++++ DOCUMENT SEGMENT ++++

Plymouth Gold (formerly Classic Gold 1152) was a radio station broadcasting to the city of Plymouth in Devon and surrounding areas. It is owned by GCap Media and was part of the national Classic Gold Digital Network. It broadcasts on 1152 kHz AM, DAB digital radio, as well as online  and on Sky Digital Channel 0189 (the latter two were the national versions of Classic Gold, lacking the local elements). Based at Earl's Acre, Plymouth, its sister station is Heart Plymouth, formerly known as Plymouth Sound until 2009.

History

Plymouth Gold was launched on 19 May 1975, as Plymouth Sound, broadcasting on 97.0 FM and 261 metres medium wave (1152 AM). It was one of the earliest ILR's to launch in the UK and was the first commercial radio station for the West Country.

++++

» WORK TO DO:
1. In the Plymouth Gold text, on what date did the station first go on air?
2. Print the Plymouth Gold text from "Plymouth Gold (formerly" up to and including "the West Country.".

++++ ROWS ++++

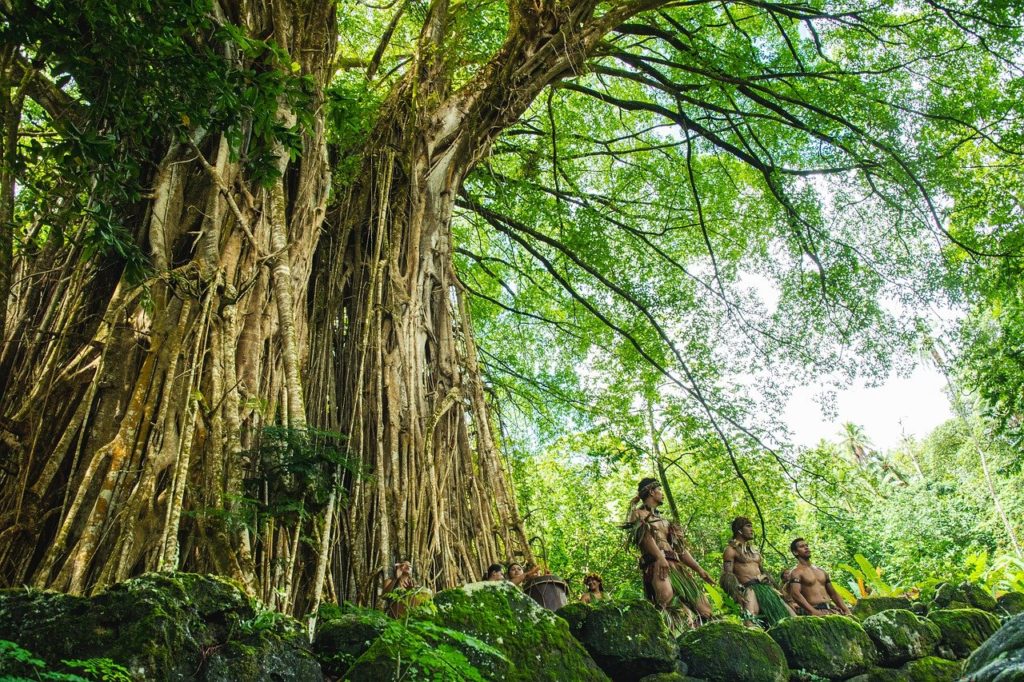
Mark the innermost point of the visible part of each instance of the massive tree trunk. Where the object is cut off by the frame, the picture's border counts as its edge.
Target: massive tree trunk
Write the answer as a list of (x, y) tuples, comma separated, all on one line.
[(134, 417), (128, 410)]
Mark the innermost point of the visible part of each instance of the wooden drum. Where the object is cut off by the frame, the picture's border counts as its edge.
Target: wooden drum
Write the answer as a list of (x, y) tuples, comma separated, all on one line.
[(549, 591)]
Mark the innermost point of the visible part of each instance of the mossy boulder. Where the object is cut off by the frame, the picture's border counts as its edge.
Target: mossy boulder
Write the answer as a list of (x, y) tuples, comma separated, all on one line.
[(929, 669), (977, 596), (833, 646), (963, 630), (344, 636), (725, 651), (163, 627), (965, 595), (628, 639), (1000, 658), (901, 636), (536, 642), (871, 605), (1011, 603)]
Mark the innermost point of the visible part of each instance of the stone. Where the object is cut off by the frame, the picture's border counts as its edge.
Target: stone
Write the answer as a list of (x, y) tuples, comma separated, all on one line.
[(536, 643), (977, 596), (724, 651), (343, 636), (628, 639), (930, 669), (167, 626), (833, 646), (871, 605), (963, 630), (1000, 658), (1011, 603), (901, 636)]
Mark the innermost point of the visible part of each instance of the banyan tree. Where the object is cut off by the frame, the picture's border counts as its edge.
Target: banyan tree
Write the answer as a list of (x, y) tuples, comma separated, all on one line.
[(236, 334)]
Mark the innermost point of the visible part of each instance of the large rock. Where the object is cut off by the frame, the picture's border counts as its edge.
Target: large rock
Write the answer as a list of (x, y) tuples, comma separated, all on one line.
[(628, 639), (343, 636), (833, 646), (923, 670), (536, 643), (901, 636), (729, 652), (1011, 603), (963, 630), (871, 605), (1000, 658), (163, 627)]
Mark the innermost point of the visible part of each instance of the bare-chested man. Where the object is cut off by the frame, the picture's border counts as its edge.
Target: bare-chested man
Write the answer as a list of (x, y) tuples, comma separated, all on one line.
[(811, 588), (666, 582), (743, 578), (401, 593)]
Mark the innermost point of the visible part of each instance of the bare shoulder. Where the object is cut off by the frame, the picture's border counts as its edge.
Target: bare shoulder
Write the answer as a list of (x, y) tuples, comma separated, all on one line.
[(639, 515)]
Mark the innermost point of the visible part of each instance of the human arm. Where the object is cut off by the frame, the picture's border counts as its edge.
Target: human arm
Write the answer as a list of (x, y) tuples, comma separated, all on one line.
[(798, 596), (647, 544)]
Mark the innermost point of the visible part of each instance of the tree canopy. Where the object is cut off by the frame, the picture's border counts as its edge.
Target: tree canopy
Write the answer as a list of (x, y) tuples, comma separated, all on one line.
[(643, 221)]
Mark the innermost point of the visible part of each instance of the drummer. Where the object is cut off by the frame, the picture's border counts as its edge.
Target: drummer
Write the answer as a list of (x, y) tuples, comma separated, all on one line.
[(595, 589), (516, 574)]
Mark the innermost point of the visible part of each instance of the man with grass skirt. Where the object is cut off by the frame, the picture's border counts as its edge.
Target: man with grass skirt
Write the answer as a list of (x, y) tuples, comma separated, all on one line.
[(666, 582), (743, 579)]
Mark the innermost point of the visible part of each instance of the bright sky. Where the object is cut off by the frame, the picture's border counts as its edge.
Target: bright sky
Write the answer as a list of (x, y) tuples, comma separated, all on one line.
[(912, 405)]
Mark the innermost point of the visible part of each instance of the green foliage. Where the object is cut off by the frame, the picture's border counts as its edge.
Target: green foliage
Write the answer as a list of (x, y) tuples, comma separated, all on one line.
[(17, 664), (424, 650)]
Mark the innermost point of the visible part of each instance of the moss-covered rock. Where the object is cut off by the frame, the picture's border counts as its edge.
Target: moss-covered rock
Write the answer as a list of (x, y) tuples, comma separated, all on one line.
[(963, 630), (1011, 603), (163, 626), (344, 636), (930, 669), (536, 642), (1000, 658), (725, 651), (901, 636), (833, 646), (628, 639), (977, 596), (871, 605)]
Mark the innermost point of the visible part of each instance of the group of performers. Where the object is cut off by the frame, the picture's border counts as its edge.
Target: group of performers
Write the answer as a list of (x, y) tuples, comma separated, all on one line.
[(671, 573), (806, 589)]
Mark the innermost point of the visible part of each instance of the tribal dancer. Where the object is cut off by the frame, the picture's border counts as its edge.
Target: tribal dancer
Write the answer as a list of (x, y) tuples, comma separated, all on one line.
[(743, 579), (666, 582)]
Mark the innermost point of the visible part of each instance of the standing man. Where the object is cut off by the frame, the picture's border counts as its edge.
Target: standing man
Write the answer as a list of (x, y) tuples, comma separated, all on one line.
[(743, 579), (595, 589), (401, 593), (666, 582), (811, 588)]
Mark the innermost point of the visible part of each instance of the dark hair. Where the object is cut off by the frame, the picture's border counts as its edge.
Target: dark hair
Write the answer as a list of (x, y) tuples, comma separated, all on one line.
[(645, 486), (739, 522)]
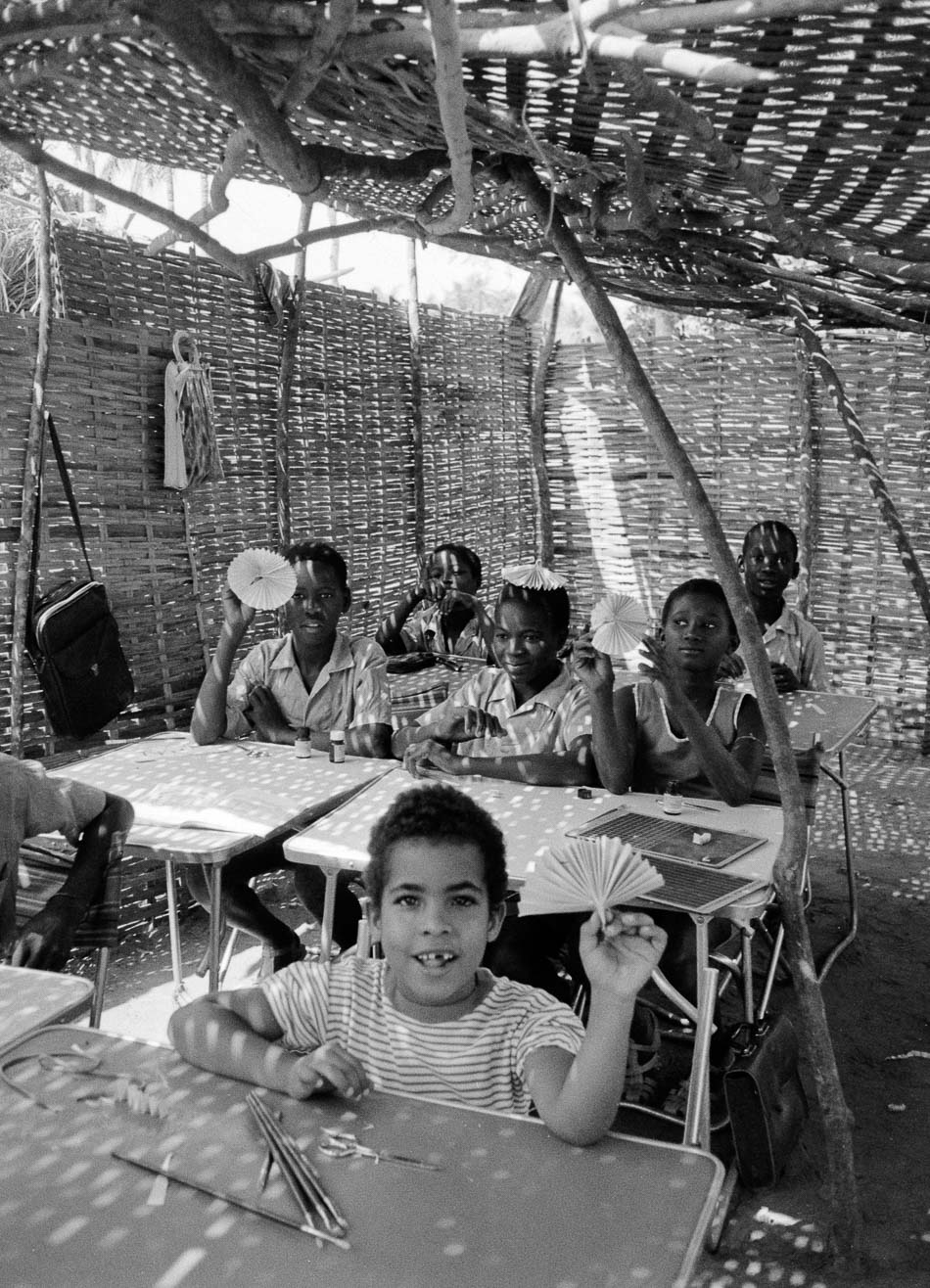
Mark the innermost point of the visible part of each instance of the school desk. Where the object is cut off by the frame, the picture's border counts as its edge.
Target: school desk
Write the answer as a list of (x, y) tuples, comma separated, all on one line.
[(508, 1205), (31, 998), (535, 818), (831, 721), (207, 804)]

++++

» RESPONSES TO THE EXERCISE:
1. 19 May 1975

2.
Plymouth Gold (formerly Classic Gold 1152) was a radio station broadcasting to the city of Plymouth in Devon and surrounding areas. It is owned by GCap Media and was part of the national Classic Gold Digital Network. It broadcasts on 1152 kHz AM, DAB digital radio, as well as online  and on Sky Digital Channel 0189 (the latter two were the national versions of Classic Gold, lacking the local elements). Based at Earl's Acre, Plymouth, its sister station is Heart Plymouth, formerly known as Plymouth Sound until 2009.

History

Plymouth Gold was launched on 19 May 1975, as Plymouth Sound, broadcasting on 97.0 FM and 261 metres medium wave (1152 AM). It was one of the earliest ILR's to launch in the UK and was the first commercial radio station for the West Country.